**TEXTAUSSCHNITT**.
Nach Petrys knapp einstündigen Vortrag, während dem man keinen Ton von den etwa 70 Gegendemonstranten vor dem Gebäude hört, stehen fast alle im Saal auf und klatschen frenetisch. „Ich werd ja ganz gern mal als die Eisprinzessin beschrieben“, sagt Petry darauf, „aber ich muss sagen, dass mich das jetzt wirklich rührt.“

Die Warteschlange von Fragestellern reicht durch den halben Raum, Petry nimmt sich Zeit für alle, erklärt den Unterschied zwischen jüdischem und muslimischem Schächten – Letzteres sei mit mehr Leid verbunden, weil es meist nicht so professionell gemacht werde – und erklärt es für „konsequent und fortschrittlich“, sich gegen Minarette und Muezzinrufe zu wehren.

**GESAMMELTES MATERIAL**.
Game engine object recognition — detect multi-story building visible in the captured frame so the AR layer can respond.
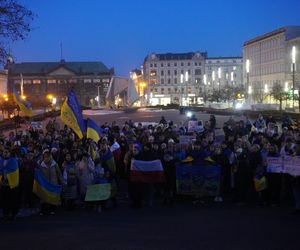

**AUFGABEN ZUR ÜBUNG**.
(A) Fasse den Absatz des Textausschnitts, der mit „Die Warteschlange von Fragestellern“ beginnt, als kurze Liste zusammen und behalte dabei seine wesentlichen Aussagen bei.
(B) Wie viele Gegendemonstranten befinden sich laut dem Textausschnitt vor dem Gebäude?
(C) Führe den Textausschnitt über Petrys Auftritt im Saal nach seinem letzten Satz fort.

**LÖSUNGEN DER ÜBUNGEN**.
(A)
- Die Schlange der Fragesteller reicht durch den halben Raum, und Petry nimmt sich für alle Zeit.
- Sie erklärt den Unterschied zwischen jüdischem und muslimischem Schächten. Das muslimische Schächten sei mit mehr Leid verbunden, weil es meist weniger professionell ausgeführt werde.
- Sie bezeichnet es als „konsequent und fortschrittlich“, sich gegen Minarette und Muezzinrufe zu wehren.

(B) Etwa 70.

(C)
Gegen 22.15 Uhr ist die Veranstaltung vorbei, die Innere Wiener Straße ist von der Polizei wieder freigegeben, es stehen nur noch vereinzelte Demonstranten auf dem Wiener Platz. Ein Polizeisprecher sagt, zwischen den Pegida-Anhängern („Gegen die Bunt-Stasi-Gastronomie“), den Gegendemonstranten („Nationalismus ist keine Alternative“) und der Polizei sei alles ruhig geblieben. „Es gab ein, zwei kleine Rangeleien, aber nichts Dramatisches.“ 120 Polizisten haben knapp 80 Menschen bewacht.